Dataset excerpt
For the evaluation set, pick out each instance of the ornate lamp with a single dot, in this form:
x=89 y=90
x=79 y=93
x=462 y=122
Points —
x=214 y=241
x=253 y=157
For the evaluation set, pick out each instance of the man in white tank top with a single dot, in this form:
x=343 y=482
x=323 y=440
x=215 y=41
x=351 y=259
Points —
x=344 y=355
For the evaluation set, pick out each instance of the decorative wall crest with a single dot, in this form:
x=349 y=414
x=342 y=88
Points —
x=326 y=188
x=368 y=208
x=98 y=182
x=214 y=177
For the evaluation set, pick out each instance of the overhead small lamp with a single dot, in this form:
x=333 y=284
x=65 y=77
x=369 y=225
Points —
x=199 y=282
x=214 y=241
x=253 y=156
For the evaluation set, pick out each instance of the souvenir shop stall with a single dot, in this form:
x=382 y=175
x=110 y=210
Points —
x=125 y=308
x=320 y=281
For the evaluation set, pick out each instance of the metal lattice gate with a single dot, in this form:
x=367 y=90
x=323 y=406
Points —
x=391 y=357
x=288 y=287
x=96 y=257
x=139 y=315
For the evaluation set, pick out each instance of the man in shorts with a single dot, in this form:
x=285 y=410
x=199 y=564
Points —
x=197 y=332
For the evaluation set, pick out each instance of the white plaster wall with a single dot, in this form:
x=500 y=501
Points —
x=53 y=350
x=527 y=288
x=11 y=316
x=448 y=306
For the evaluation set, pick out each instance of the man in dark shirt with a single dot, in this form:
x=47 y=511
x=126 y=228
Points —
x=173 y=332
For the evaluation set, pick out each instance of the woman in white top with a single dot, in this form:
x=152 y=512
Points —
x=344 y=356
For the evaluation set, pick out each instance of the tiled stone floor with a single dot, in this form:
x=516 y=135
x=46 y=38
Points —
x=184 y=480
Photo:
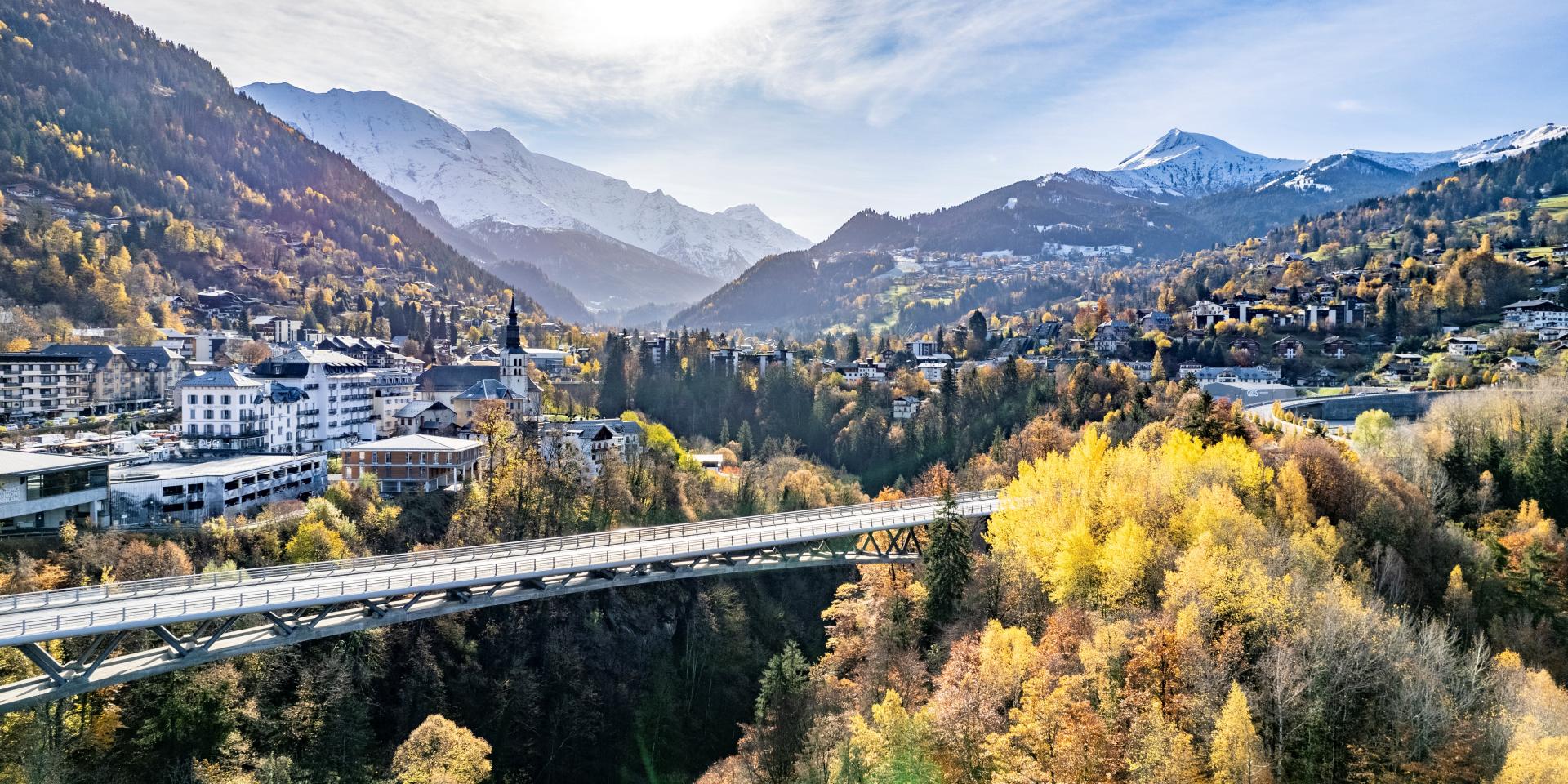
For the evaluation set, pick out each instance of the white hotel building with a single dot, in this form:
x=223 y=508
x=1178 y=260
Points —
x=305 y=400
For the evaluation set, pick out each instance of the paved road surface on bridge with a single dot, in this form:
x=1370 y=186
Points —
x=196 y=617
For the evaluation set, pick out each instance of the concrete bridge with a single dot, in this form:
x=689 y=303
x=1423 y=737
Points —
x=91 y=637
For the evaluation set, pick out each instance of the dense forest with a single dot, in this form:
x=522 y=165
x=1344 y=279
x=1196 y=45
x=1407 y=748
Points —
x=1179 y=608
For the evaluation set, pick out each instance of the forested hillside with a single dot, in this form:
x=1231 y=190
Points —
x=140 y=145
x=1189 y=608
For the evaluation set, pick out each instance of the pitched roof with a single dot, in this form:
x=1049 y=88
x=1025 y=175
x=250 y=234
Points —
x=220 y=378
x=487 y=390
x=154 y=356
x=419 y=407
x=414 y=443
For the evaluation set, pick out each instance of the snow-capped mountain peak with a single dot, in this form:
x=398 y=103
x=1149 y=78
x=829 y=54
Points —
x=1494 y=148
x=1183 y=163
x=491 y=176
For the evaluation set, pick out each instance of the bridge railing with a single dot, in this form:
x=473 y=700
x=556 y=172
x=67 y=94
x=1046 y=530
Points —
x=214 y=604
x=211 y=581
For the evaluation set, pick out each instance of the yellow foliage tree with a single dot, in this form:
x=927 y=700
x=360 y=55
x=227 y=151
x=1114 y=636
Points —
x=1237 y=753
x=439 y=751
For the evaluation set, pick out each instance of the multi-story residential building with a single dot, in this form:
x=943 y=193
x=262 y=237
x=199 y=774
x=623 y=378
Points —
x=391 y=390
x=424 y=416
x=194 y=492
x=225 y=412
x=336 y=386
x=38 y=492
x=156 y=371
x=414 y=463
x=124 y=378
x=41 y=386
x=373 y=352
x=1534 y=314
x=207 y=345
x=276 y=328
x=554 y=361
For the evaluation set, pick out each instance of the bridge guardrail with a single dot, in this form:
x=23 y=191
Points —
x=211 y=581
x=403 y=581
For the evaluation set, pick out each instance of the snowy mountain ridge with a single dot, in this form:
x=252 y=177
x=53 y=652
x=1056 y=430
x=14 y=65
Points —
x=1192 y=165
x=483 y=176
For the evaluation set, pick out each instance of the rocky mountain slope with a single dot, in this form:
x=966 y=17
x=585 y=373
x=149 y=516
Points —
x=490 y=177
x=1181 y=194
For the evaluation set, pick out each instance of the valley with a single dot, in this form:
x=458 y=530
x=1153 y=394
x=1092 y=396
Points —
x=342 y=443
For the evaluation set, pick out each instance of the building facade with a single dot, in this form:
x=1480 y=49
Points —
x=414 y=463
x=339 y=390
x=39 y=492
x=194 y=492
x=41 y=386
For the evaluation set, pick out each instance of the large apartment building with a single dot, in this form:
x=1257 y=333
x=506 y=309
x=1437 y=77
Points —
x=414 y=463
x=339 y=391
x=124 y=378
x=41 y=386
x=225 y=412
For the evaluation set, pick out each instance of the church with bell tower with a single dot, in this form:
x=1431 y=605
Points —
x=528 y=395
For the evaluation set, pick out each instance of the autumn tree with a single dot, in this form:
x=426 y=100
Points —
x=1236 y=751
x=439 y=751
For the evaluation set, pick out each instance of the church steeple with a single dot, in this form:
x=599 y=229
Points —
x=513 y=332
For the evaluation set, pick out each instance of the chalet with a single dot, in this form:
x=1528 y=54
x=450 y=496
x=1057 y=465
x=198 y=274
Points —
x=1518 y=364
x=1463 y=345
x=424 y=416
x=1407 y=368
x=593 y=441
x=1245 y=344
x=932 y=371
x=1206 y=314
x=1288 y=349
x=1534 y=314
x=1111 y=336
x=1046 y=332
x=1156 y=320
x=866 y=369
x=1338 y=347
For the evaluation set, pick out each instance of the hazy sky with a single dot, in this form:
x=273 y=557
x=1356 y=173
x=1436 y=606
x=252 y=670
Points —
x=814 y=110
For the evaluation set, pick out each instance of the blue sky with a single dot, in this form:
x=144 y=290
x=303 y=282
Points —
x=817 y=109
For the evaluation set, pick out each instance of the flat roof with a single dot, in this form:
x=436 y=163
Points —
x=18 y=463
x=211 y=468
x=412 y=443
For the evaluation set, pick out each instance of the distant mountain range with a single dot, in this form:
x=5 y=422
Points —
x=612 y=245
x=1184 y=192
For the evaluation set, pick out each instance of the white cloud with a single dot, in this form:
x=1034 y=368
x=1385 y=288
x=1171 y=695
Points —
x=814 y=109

# PROMPT
Rescale the data from its start through the line containing "x=214 y=177", copying the requests too. Multiply every x and y coordinate in the answer points by 1.5 and round to whole numbers, with halves rounding up; leave the numbers in the requests and their sample lines as they are.

# COMPLETED EXERCISE
For the evaluation set, pick out each instance of the ornate lamp with a single dot, in this form:
x=89 y=90
x=79 y=93
x=462 y=122
Points —
x=321 y=362
x=380 y=236
For the evaluation set, pick out each instance of the man in white tank top with a single dot, in this form:
x=343 y=482
x=323 y=440
x=215 y=41
x=351 y=259
Points —
x=516 y=533
For the evaluation set, pick out each instance of the decorative wall crest with a single dot, in this form:
x=349 y=414
x=342 y=88
Points —
x=489 y=282
x=552 y=312
x=147 y=273
x=321 y=266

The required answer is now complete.